* WHAT YOU NEED TO DO
Please copy each of the entries below word for word, with nothing changed.

[Begin INPUT ROWS]

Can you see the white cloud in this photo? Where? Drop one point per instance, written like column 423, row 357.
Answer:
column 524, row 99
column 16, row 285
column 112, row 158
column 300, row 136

[End INPUT ROWS]

* ANSWER TO THIS PROBLEM
Can you see the white cloud in this photo? Where? Drop one point per instance, written like column 423, row 357.
Answer:
column 524, row 99
column 16, row 285
column 112, row 158
column 300, row 136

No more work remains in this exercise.